[Natural language region descriptions]
=== Begin Enclosure ===
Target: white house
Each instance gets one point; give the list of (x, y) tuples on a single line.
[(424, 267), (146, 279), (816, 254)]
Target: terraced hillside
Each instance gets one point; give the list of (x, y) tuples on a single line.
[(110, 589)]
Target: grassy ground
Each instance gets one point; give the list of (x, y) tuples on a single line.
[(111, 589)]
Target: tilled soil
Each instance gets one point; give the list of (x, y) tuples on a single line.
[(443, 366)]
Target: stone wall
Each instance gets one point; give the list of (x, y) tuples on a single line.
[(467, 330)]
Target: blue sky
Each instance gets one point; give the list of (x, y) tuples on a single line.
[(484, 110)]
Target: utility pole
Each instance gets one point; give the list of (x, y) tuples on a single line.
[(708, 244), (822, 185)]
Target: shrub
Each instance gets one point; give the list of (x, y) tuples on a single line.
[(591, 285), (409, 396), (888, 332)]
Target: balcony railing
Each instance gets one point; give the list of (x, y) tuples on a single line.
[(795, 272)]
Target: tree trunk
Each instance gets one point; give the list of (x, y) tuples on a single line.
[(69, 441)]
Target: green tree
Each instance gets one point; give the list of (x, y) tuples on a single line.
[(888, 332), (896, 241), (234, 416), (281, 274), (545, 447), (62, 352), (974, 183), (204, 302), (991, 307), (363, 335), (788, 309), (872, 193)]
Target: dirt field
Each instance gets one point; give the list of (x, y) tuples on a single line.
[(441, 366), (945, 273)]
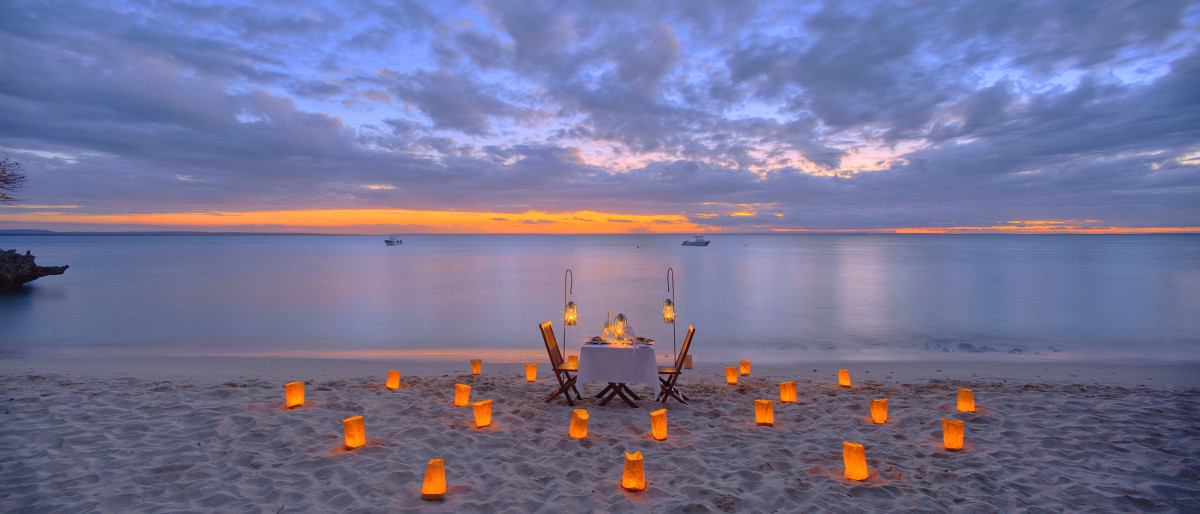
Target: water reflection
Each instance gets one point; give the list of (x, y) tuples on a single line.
[(787, 297)]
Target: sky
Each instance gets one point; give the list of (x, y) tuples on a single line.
[(595, 117)]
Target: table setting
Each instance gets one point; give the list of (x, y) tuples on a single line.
[(618, 357)]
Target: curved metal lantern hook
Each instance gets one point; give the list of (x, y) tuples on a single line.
[(567, 290), (675, 353)]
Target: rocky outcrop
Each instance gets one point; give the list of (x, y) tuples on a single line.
[(17, 269)]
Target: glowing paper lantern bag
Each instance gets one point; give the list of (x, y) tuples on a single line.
[(435, 485), (855, 459), (579, 424), (659, 424), (633, 477), (880, 411), (293, 394)]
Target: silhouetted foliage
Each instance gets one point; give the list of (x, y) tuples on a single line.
[(10, 179)]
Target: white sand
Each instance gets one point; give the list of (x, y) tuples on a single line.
[(171, 434)]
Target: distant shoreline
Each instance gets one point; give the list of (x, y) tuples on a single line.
[(41, 232)]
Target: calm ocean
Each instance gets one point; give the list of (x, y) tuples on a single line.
[(761, 297)]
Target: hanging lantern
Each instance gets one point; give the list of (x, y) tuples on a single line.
[(880, 411), (435, 486), (461, 395), (293, 394), (659, 424), (634, 476), (355, 435), (855, 458), (579, 424), (787, 392), (763, 413), (966, 400), (483, 412), (570, 314), (952, 434)]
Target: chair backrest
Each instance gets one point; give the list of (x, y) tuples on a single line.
[(687, 344), (547, 334)]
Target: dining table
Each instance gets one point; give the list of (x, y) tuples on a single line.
[(618, 365)]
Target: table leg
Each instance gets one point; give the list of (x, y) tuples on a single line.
[(621, 392)]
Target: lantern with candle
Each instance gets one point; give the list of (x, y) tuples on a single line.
[(634, 476), (787, 392), (855, 458), (952, 434), (669, 314), (483, 412), (293, 394), (461, 395), (619, 324), (966, 400), (880, 411), (355, 434), (570, 314), (763, 413), (435, 485), (659, 424), (579, 428)]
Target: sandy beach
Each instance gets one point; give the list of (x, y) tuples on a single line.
[(211, 435)]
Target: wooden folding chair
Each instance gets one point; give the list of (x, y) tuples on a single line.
[(667, 386), (562, 370)]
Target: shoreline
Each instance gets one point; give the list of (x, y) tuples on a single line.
[(211, 435), (205, 369)]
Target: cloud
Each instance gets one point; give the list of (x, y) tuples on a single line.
[(838, 115)]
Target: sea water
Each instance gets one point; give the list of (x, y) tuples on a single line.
[(792, 298)]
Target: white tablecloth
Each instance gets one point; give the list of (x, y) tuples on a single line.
[(618, 364)]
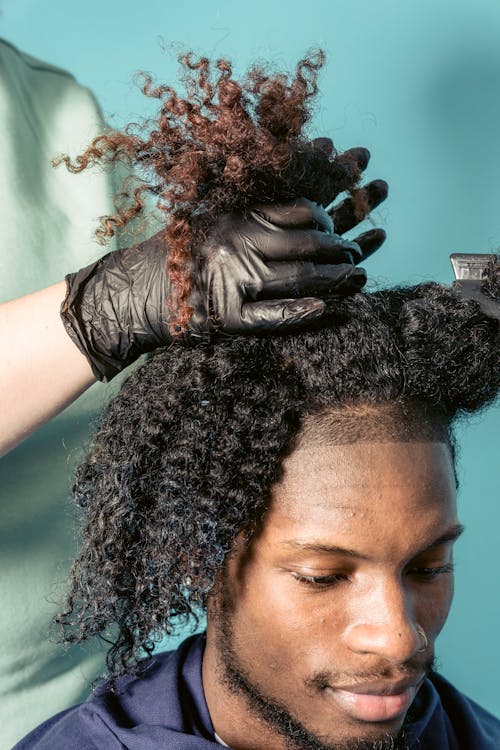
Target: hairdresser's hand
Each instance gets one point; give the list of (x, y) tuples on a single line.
[(249, 275), (347, 214)]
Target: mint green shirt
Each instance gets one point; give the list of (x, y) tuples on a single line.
[(47, 222)]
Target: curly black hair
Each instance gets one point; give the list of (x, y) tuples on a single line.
[(186, 455)]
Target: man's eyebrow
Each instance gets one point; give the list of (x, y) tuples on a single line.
[(450, 535)]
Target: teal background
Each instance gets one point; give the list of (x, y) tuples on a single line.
[(418, 83)]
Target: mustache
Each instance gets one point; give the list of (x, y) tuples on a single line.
[(412, 669)]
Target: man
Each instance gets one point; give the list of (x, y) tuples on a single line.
[(48, 219), (303, 490)]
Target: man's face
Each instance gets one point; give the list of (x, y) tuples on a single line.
[(318, 623)]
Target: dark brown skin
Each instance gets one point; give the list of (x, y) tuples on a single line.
[(387, 502)]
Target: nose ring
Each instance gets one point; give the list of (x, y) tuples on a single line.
[(422, 634)]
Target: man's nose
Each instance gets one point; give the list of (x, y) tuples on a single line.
[(384, 624)]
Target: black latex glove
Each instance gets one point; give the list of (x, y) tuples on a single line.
[(260, 273)]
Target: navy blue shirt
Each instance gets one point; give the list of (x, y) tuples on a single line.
[(165, 709)]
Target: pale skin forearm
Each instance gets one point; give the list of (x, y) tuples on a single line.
[(41, 369)]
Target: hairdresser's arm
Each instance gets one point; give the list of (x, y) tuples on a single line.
[(41, 369), (265, 272)]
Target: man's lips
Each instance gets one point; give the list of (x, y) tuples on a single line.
[(376, 701)]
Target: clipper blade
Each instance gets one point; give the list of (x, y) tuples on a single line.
[(470, 266), (469, 271)]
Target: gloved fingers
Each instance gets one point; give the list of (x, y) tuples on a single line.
[(307, 244), (300, 212), (344, 214), (370, 241), (269, 316), (308, 279), (360, 155)]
=== End Enclosure ===
What belongs in the answer is each line of the data that has the word "tree".

> Answer for this exercise
Target: tree trunk
Target: green tree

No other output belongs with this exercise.